Challenge » Copy the rows below word for word, starting at the line that contains "Could you point to the snow on" and ending at the last line of the rows.

Pointing and labeling entries:
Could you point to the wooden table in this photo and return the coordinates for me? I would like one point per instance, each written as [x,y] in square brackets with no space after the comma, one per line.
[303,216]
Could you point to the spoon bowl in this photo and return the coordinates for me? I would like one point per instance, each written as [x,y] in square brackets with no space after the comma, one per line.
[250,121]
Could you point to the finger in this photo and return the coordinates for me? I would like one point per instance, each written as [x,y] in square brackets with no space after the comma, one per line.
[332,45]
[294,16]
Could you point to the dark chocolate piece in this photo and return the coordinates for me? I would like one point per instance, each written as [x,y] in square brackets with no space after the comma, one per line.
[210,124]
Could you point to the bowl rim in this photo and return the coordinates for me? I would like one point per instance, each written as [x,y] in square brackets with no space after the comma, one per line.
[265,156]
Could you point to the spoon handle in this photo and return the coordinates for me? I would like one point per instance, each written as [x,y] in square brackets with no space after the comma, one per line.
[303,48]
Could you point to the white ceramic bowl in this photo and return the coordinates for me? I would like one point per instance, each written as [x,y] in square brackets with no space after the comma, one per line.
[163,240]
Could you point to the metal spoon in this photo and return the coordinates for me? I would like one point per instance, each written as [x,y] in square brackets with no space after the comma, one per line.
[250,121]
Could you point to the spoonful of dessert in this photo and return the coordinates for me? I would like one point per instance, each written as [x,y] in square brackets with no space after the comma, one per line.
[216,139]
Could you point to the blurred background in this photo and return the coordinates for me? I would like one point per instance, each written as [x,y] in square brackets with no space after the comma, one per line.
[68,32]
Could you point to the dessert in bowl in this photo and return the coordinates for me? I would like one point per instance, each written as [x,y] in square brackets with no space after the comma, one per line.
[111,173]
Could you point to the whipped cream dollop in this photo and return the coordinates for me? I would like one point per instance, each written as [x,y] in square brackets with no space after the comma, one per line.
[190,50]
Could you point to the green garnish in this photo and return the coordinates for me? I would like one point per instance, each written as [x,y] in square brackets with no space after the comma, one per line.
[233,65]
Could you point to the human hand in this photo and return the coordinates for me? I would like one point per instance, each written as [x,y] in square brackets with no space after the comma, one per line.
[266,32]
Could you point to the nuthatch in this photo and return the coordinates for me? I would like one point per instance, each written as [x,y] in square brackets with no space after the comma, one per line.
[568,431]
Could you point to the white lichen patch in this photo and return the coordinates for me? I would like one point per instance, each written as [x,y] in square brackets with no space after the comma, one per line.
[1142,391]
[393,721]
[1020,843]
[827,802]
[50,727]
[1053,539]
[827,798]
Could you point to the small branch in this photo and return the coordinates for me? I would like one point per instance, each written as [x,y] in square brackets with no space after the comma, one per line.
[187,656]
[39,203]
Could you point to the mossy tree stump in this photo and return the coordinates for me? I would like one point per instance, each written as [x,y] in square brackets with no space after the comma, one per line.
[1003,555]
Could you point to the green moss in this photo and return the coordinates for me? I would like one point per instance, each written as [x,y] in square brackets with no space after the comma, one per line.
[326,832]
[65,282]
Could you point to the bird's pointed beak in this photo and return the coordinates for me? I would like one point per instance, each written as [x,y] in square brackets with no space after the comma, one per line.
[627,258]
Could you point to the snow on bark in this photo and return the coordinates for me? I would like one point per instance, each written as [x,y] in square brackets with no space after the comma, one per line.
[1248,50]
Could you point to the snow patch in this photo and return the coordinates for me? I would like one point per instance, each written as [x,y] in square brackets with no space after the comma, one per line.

Exercise result »
Could you point to the snow on bark in this photo and return the coordinates for me? I would like one point per instance, each written as [x,y] in square brackets with no space after the comma, one per line.
[1248,50]
Could you point to the snow patch in this photo and return the coordinates for me? I would like one point per instance, each written as [x,y] in square brackets with no space after the comma, one per line.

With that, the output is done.